▸ Instruction
Reproduce word for word the rows below, starting with the line that contains "312L442 281L426 280L405" and going on through the line that contains "positive clicks: (409, 321) (448, 316)", both lines included.
---
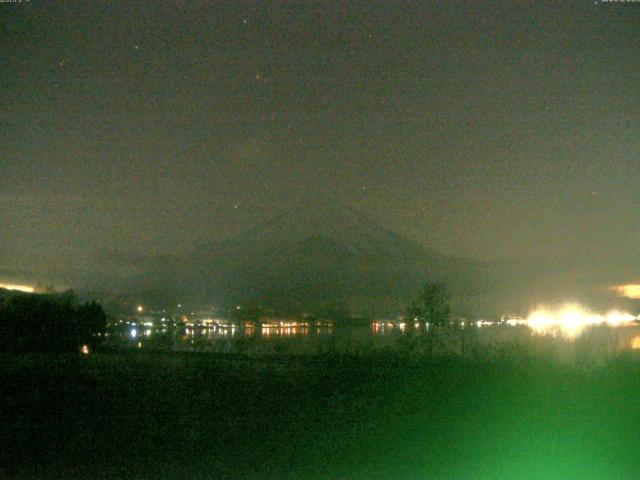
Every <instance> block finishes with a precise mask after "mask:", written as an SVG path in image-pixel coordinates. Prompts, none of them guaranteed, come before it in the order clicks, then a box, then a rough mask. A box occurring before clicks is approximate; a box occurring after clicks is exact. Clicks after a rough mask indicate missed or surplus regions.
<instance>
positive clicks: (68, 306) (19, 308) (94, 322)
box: [0, 292, 106, 352]
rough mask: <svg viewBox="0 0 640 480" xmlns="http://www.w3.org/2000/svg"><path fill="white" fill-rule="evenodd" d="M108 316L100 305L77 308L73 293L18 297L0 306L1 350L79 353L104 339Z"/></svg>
mask: <svg viewBox="0 0 640 480" xmlns="http://www.w3.org/2000/svg"><path fill="white" fill-rule="evenodd" d="M105 329H106V316H105V314H104V311H103V310H102V307H101V306H100V305H98V304H97V303H90V304H86V305H82V306H77V303H76V298H75V295H74V294H73V292H65V293H64V294H61V295H29V294H25V295H16V296H12V297H10V298H6V299H4V300H3V301H2V302H1V303H0V350H2V351H17V352H30V351H37V352H64V351H77V349H78V348H80V346H82V345H84V344H87V345H90V346H92V347H95V346H96V345H97V344H98V343H99V342H100V341H102V338H103V337H104V335H103V334H104V331H105Z"/></svg>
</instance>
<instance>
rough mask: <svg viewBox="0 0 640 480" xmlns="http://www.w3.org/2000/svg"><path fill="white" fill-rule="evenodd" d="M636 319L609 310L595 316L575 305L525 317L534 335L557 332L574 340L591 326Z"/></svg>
mask: <svg viewBox="0 0 640 480" xmlns="http://www.w3.org/2000/svg"><path fill="white" fill-rule="evenodd" d="M635 320H636V317H634V316H633V315H631V314H629V313H626V312H618V311H616V310H611V311H609V312H607V314H606V315H600V314H595V313H593V312H590V311H588V310H586V309H585V308H583V307H581V306H580V305H577V304H568V305H564V306H563V307H561V308H560V309H558V310H555V311H550V310H547V309H544V308H539V309H536V310H534V311H533V312H531V313H530V314H529V316H528V317H527V325H528V326H529V327H530V328H531V329H532V330H533V331H534V332H536V333H538V334H542V335H546V334H554V333H556V332H557V331H559V332H560V333H562V334H564V335H565V336H567V337H570V338H575V337H576V336H578V335H579V334H580V333H581V332H582V331H583V330H584V329H585V328H586V327H588V326H591V325H609V326H612V327H613V326H621V325H625V324H630V323H631V322H633V321H635Z"/></svg>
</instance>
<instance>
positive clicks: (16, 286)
mask: <svg viewBox="0 0 640 480" xmlns="http://www.w3.org/2000/svg"><path fill="white" fill-rule="evenodd" d="M0 288H4V289H6V290H17V291H19V292H26V293H33V292H34V288H33V287H30V286H29V285H14V284H11V283H0Z"/></svg>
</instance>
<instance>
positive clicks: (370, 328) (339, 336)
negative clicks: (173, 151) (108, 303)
mask: <svg viewBox="0 0 640 480" xmlns="http://www.w3.org/2000/svg"><path fill="white" fill-rule="evenodd" d="M434 338H435V341H434V342H433V344H431V343H430V342H429V340H428V336H427V329H426V327H424V326H421V327H418V328H416V329H414V330H413V331H412V332H411V334H409V333H408V332H407V331H406V329H404V328H401V327H400V326H398V325H397V324H393V323H390V322H372V323H371V324H370V325H368V326H367V325H364V326H336V325H330V324H324V325H304V324H303V325H301V324H298V323H296V322H292V323H286V324H282V325H277V326H276V325H272V326H260V325H256V326H253V327H239V326H234V325H208V326H200V327H193V326H190V327H189V326H186V327H185V326H183V327H179V328H174V329H171V328H154V327H145V326H144V325H137V326H130V325H127V326H122V327H121V328H118V329H117V330H116V331H114V332H113V333H112V334H111V337H110V338H109V340H108V343H109V344H111V345H112V346H117V347H121V348H134V349H145V350H167V351H196V352H213V353H242V354H248V355H268V354H293V355H295V354H307V355H308V354H324V353H341V354H344V353H348V354H370V353H376V352H384V351H387V352H411V353H412V354H418V355H419V354H425V353H426V352H427V351H429V352H431V354H435V355H442V354H458V355H460V354H464V355H465V356H469V355H482V356H486V355H494V354H498V355H505V354H511V353H521V354H531V355H548V356H553V357H554V358H558V359H561V360H575V359H583V360H588V361H595V362H603V361H607V360H608V359H611V358H614V357H615V356H617V355H620V354H622V353H624V352H633V351H634V350H635V351H637V352H640V326H638V325H637V324H635V323H634V324H630V325H624V326H616V327H613V326H607V325H596V326H591V327H588V328H586V329H584V331H582V332H581V333H580V334H574V335H566V334H565V333H564V332H563V331H561V330H560V329H549V330H547V331H544V332H536V331H535V330H533V329H531V328H529V327H528V326H526V325H515V326H512V325H504V324H500V325H490V326H483V327H476V326H472V327H466V328H464V329H441V330H440V331H439V332H438V334H437V335H436V336H435V337H434Z"/></svg>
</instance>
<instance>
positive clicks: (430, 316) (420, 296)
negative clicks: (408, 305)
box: [407, 282, 451, 326]
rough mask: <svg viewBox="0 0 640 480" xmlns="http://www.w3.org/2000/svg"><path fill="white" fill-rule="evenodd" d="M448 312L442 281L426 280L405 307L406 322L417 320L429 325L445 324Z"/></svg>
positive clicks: (409, 321) (448, 316)
mask: <svg viewBox="0 0 640 480" xmlns="http://www.w3.org/2000/svg"><path fill="white" fill-rule="evenodd" d="M450 312H451V306H450V296H449V292H448V290H447V287H446V286H445V285H444V284H443V283H437V282H427V283H426V284H425V285H424V287H422V289H421V290H420V293H419V294H418V297H417V298H416V299H415V300H414V301H413V302H412V303H411V305H410V306H409V308H408V309H407V317H408V320H407V323H408V324H413V322H415V321H418V322H421V323H428V324H429V325H430V326H442V325H447V324H448V323H449V314H450Z"/></svg>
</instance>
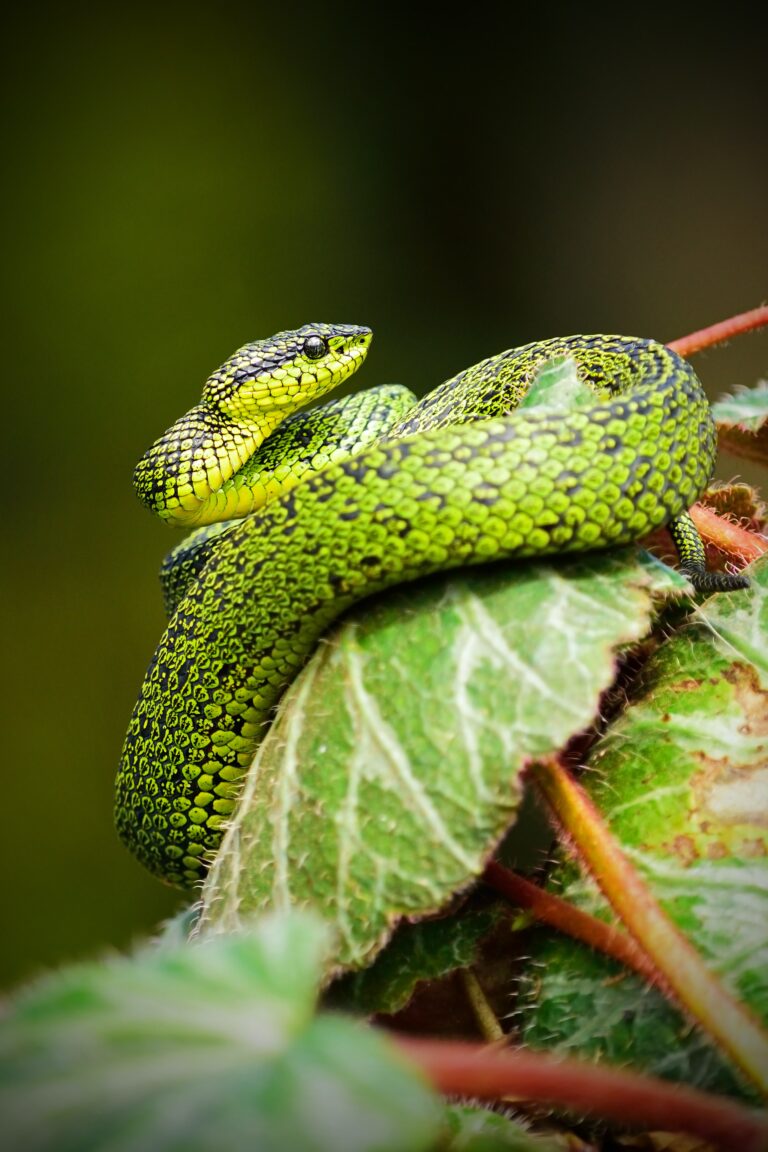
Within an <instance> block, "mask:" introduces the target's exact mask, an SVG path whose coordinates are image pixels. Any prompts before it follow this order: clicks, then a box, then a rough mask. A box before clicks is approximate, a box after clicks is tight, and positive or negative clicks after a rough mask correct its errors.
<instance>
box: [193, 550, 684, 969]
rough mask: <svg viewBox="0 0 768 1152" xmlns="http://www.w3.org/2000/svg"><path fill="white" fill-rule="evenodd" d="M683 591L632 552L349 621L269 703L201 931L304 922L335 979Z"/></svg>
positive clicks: (468, 860) (504, 790)
mask: <svg viewBox="0 0 768 1152" xmlns="http://www.w3.org/2000/svg"><path fill="white" fill-rule="evenodd" d="M686 586H687V585H686V584H685V582H684V581H683V578H682V577H680V576H678V575H677V574H675V573H672V571H671V570H670V569H668V568H664V567H663V566H662V564H660V563H657V562H655V561H653V560H652V559H651V558H648V556H647V555H645V554H640V555H638V554H636V553H633V552H628V551H624V552H617V553H613V554H609V555H608V554H606V555H599V556H588V558H583V559H578V560H568V561H561V562H553V563H538V564H537V563H527V564H519V566H509V567H507V568H503V567H501V566H495V567H493V568H491V569H487V570H476V571H472V573H467V574H462V575H458V576H454V577H451V578H450V579H446V578H442V577H441V578H435V579H431V581H424V582H421V583H420V584H418V585H415V586H412V588H406V589H401V590H398V591H396V592H393V593H389V594H388V596H386V597H382V598H380V599H378V600H374V601H371V602H368V604H365V605H363V606H360V607H359V608H358V609H357V611H356V612H355V613H353V614H351V615H350V616H349V617H348V619H347V621H345V622H344V623H343V626H342V627H340V628H339V629H336V631H335V632H334V634H333V635H332V636H330V637H329V639H328V641H327V642H326V643H325V644H324V645H322V646H321V647H320V650H319V651H318V653H317V654H315V657H314V658H313V659H312V661H311V662H310V664H309V666H307V667H306V668H305V670H304V672H303V674H302V675H301V676H299V677H298V679H297V681H296V682H295V683H294V685H292V688H291V689H290V690H289V692H288V694H287V696H286V697H284V699H283V702H282V705H281V707H280V710H279V714H277V718H276V720H275V722H274V723H273V726H272V728H271V730H269V734H268V736H267V738H266V740H265V742H264V744H263V745H261V748H260V750H259V752H258V755H257V757H256V759H254V763H253V765H252V767H251V771H250V773H249V778H248V781H246V786H245V790H244V795H243V797H242V799H241V803H239V806H238V811H237V816H236V818H235V820H234V824H233V826H231V827H230V829H229V832H228V834H227V836H226V839H225V842H223V844H222V848H221V850H220V852H219V855H218V858H216V861H215V863H214V865H213V867H212V870H211V873H210V876H208V880H207V884H206V887H205V889H204V894H203V895H204V907H203V918H201V925H203V931H229V930H231V929H234V927H236V926H237V925H238V923H239V919H241V917H242V916H243V915H248V914H251V912H256V911H261V910H265V909H268V908H275V907H276V908H284V907H288V905H301V907H312V908H314V909H318V910H319V911H320V912H321V914H322V916H324V918H326V919H327V920H329V922H330V923H332V924H333V925H334V927H335V930H336V949H335V954H334V967H335V968H356V967H362V965H363V964H365V963H368V962H370V961H371V960H372V958H373V956H374V955H375V953H377V952H378V950H379V949H380V948H381V947H382V945H383V943H385V942H386V940H387V939H388V937H389V934H390V932H391V930H393V926H394V925H395V924H396V923H397V922H398V920H400V919H401V918H403V917H411V918H418V917H420V916H426V915H428V914H432V912H435V911H438V910H440V909H441V908H443V907H444V905H446V904H447V902H448V901H450V900H451V897H453V896H454V895H455V894H456V893H457V892H459V890H462V889H463V888H465V887H467V885H470V884H471V882H472V881H473V880H474V879H476V878H477V877H478V876H479V873H480V872H481V871H482V867H484V865H485V863H486V861H487V858H488V856H489V855H491V852H492V851H493V849H494V847H495V846H496V843H497V842H499V841H500V839H501V838H502V836H503V835H504V833H505V832H507V829H508V828H509V827H510V825H511V824H512V823H514V820H515V814H516V811H517V806H518V802H519V797H520V774H522V772H523V770H524V768H525V767H526V765H527V764H530V763H531V760H532V759H534V758H538V757H541V756H547V755H549V753H553V752H556V751H557V750H558V749H561V748H562V746H563V745H564V744H565V743H567V742H568V741H569V740H570V738H571V737H572V736H573V735H575V734H576V733H579V732H581V730H583V729H584V728H586V727H588V726H590V725H591V723H592V722H593V720H594V718H595V714H596V713H598V710H599V702H600V696H601V694H602V692H603V691H604V690H606V689H607V688H608V687H609V685H610V684H611V682H613V680H614V676H615V672H616V653H617V651H618V650H621V649H623V647H625V646H626V645H630V644H632V643H634V642H637V641H639V639H640V638H641V637H642V636H645V635H646V632H647V631H648V629H649V626H651V622H652V619H653V616H654V612H655V609H656V607H657V605H659V602H660V600H662V599H663V598H664V597H669V596H670V594H674V593H676V592H679V591H680V590H684V589H685V588H686Z"/></svg>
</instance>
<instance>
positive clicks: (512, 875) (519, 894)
mask: <svg viewBox="0 0 768 1152" xmlns="http://www.w3.org/2000/svg"><path fill="white" fill-rule="evenodd" d="M482 879H484V880H485V882H486V884H487V885H489V886H491V887H492V888H495V889H496V892H499V893H501V895H502V896H505V897H507V899H508V900H510V901H511V902H512V903H515V904H517V905H518V907H519V908H526V909H527V910H529V911H530V912H532V915H533V916H534V917H535V918H537V919H538V920H541V922H542V923H543V924H549V925H550V926H552V927H554V929H557V930H558V931H561V932H564V933H567V934H568V935H570V937H573V939H576V940H581V941H583V943H586V945H588V946H590V947H591V948H595V949H596V950H598V952H602V953H604V954H606V955H607V956H610V957H611V958H613V960H617V961H619V963H622V964H624V965H625V967H626V968H631V969H632V970H633V971H636V972H637V973H638V975H639V976H641V977H642V979H644V980H646V982H647V983H648V984H655V985H656V986H661V987H662V988H664V987H666V985H664V982H663V979H662V977H661V973H660V972H659V971H657V970H656V969H655V968H654V965H653V964H652V963H651V961H649V960H648V957H647V956H646V954H645V953H644V952H642V949H641V948H639V947H638V946H637V945H636V942H634V940H632V938H631V937H630V935H628V934H626V932H624V931H622V930H621V929H619V927H616V926H614V925H611V924H606V923H604V922H603V920H599V919H598V917H596V916H590V914H588V912H583V911H581V909H580V908H577V907H576V905H575V904H570V903H569V902H568V901H567V900H562V897H561V896H555V895H554V894H553V893H550V892H546V890H545V889H543V888H539V886H538V885H535V884H531V881H530V880H525V879H524V878H523V877H522V876H518V874H517V873H516V872H511V871H510V870H509V869H505V867H503V866H502V865H501V864H497V863H496V862H495V861H492V862H491V863H489V864H487V865H486V870H485V872H484V874H482Z"/></svg>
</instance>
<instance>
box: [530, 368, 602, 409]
mask: <svg viewBox="0 0 768 1152" xmlns="http://www.w3.org/2000/svg"><path fill="white" fill-rule="evenodd" d="M594 401H595V394H594V391H593V389H592V388H591V387H590V386H588V385H587V384H585V382H584V381H583V380H581V378H580V377H579V370H578V364H577V363H576V361H575V359H573V358H572V357H571V356H558V357H556V358H555V359H550V361H547V362H546V363H545V364H541V365H540V366H539V367H538V369H537V372H535V376H534V377H533V380H532V381H531V386H530V387H529V391H527V392H526V393H525V395H524V396H523V399H522V401H520V403H519V404H518V408H550V409H565V408H570V409H572V408H584V407H585V406H586V404H594Z"/></svg>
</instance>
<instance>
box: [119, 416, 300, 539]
mask: <svg viewBox="0 0 768 1152" xmlns="http://www.w3.org/2000/svg"><path fill="white" fill-rule="evenodd" d="M283 418H284V414H283V412H282V411H281V410H280V409H272V410H269V411H268V412H265V414H264V415H263V416H260V417H259V418H258V419H251V420H248V422H245V420H237V419H234V418H233V417H230V416H226V415H225V414H222V412H221V411H219V410H218V409H215V408H213V407H211V406H210V404H206V403H201V404H196V407H195V408H190V410H189V411H188V412H184V415H183V416H182V417H180V419H177V420H176V423H175V424H173V425H172V426H170V427H169V429H168V430H167V431H166V432H164V434H162V435H161V437H160V438H159V439H158V440H155V441H154V444H153V445H152V447H151V448H149V449H147V452H145V453H144V455H143V456H142V458H140V460H139V462H138V464H137V465H136V470H135V472H134V488H135V490H136V493H137V495H138V498H139V500H140V501H142V503H143V505H144V506H145V507H147V508H149V509H150V510H151V511H153V513H154V514H155V515H158V516H160V517H161V520H166V521H169V522H173V523H175V524H178V525H182V526H185V528H190V526H199V525H203V524H213V523H215V522H216V521H220V520H226V518H229V517H236V516H244V515H246V513H249V511H251V510H252V500H251V498H250V495H249V494H248V493H246V492H243V491H242V490H237V488H236V486H234V485H231V484H230V483H229V482H231V479H233V477H234V476H235V475H236V473H237V472H238V471H239V470H241V469H242V468H243V465H244V464H245V463H246V462H248V461H249V460H250V458H251V456H252V455H253V453H254V452H256V450H257V449H258V448H259V447H260V445H261V444H264V441H265V440H266V438H267V437H268V435H269V434H271V433H272V432H273V431H274V430H275V427H277V425H279V424H280V423H281V422H282V419H283ZM241 503H242V506H243V507H242V508H241V507H239V505H241Z"/></svg>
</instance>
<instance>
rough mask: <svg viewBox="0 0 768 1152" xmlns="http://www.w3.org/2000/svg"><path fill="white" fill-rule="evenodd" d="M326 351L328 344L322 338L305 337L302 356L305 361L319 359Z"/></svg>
mask: <svg viewBox="0 0 768 1152" xmlns="http://www.w3.org/2000/svg"><path fill="white" fill-rule="evenodd" d="M327 351H328V344H327V342H326V341H325V340H324V339H322V336H307V338H306V340H305V341H304V355H305V356H306V358H307V359H320V357H321V356H325V355H326V353H327Z"/></svg>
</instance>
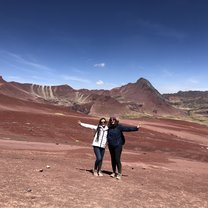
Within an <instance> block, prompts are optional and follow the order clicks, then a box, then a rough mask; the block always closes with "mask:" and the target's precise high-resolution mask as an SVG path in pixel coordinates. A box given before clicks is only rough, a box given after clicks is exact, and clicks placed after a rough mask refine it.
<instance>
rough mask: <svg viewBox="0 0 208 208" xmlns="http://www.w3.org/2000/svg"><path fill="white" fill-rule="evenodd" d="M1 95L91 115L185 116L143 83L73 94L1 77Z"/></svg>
mask: <svg viewBox="0 0 208 208" xmlns="http://www.w3.org/2000/svg"><path fill="white" fill-rule="evenodd" d="M0 94H3V95H6V96H9V97H13V98H17V99H19V100H27V101H33V102H36V103H45V104H46V103H47V104H52V105H59V106H67V107H69V108H70V109H72V110H75V111H79V112H83V113H86V114H90V115H97V116H99V115H106V116H109V115H115V116H138V115H140V114H148V115H160V116H164V115H174V116H179V115H184V112H183V111H181V110H178V109H176V108H174V107H173V106H171V105H170V104H169V102H167V101H166V100H165V99H164V98H163V96H162V95H161V94H160V93H159V92H158V91H157V90H156V89H155V88H154V87H153V86H152V85H151V83H150V82H149V81H148V80H146V79H143V78H141V79H139V80H138V81H137V82H136V83H129V84H127V85H124V86H121V87H118V88H114V89H112V90H87V89H81V90H75V89H73V88H72V87H70V86H68V85H61V86H43V85H34V84H21V83H17V82H6V81H5V80H3V78H2V77H0Z"/></svg>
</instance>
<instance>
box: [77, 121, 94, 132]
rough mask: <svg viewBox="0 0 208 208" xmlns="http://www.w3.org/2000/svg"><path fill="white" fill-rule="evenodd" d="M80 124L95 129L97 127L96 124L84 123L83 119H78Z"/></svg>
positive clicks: (85, 126)
mask: <svg viewBox="0 0 208 208" xmlns="http://www.w3.org/2000/svg"><path fill="white" fill-rule="evenodd" d="M78 124H79V125H80V126H83V127H85V128H89V129H94V130H95V129H97V126H96V125H92V124H86V123H82V122H81V121H78Z"/></svg>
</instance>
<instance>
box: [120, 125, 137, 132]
mask: <svg viewBox="0 0 208 208" xmlns="http://www.w3.org/2000/svg"><path fill="white" fill-rule="evenodd" d="M139 128H140V126H139V125H137V126H124V125H120V129H121V131H126V132H129V131H138V130H139Z"/></svg>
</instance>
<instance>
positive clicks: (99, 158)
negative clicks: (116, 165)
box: [93, 146, 105, 172]
mask: <svg viewBox="0 0 208 208" xmlns="http://www.w3.org/2000/svg"><path fill="white" fill-rule="evenodd" d="M93 149H94V153H95V156H96V160H95V166H94V170H97V171H98V172H99V171H100V170H101V167H102V163H103V157H104V153H105V148H102V147H95V146H93Z"/></svg>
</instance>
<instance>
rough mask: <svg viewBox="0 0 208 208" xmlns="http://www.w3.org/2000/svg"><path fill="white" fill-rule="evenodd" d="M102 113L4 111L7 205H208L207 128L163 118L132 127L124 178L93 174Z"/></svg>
mask: <svg viewBox="0 0 208 208" xmlns="http://www.w3.org/2000/svg"><path fill="white" fill-rule="evenodd" d="M78 120H81V121H83V122H88V123H96V120H97V119H96V118H92V117H88V116H85V115H82V114H77V113H70V112H67V111H64V110H63V109H60V110H57V109H55V110H50V111H48V112H47V111H44V112H43V111H38V109H35V111H33V110H31V109H30V110H28V111H26V110H23V109H18V111H17V110H14V109H13V111H11V110H10V109H9V110H8V109H5V108H2V109H0V153H1V157H0V207H2V208H4V207H5V208H11V207H21V208H24V207H25V208H28V207H35V208H36V207H37V208H38V207H41V208H43V207H51V208H52V207H53V208H57V207H66V208H68V207H96V208H99V207H100V208H109V207H113V208H114V207H115V208H117V207H119V208H126V207H144V208H159V207H161V208H162V207H164V208H167V207H168V208H169V207H170V208H171V207H180V208H183V207H184V208H207V207H208V165H207V162H208V128H207V126H203V125H199V124H194V123H189V122H184V121H177V120H175V121H174V120H164V119H141V120H121V122H122V123H126V124H138V123H139V124H141V129H140V131H139V132H131V133H126V134H125V135H126V144H125V147H124V150H123V154H122V164H123V177H122V180H120V181H118V180H116V179H114V178H111V177H110V173H111V164H110V158H109V151H108V149H107V148H106V153H105V158H104V163H103V172H104V176H103V177H94V176H93V175H92V172H91V170H92V166H93V163H94V158H95V157H94V154H93V151H92V147H91V138H92V134H93V133H92V131H91V130H89V129H85V128H82V127H80V126H79V125H78V124H77V122H78Z"/></svg>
---
▸ Response for this exercise
rough mask: <svg viewBox="0 0 640 480" xmlns="http://www.w3.org/2000/svg"><path fill="white" fill-rule="evenodd" d="M448 312L442 281L426 280L405 307L406 322L417 320L429 325L445 324Z"/></svg>
positive clicks: (409, 321) (448, 316)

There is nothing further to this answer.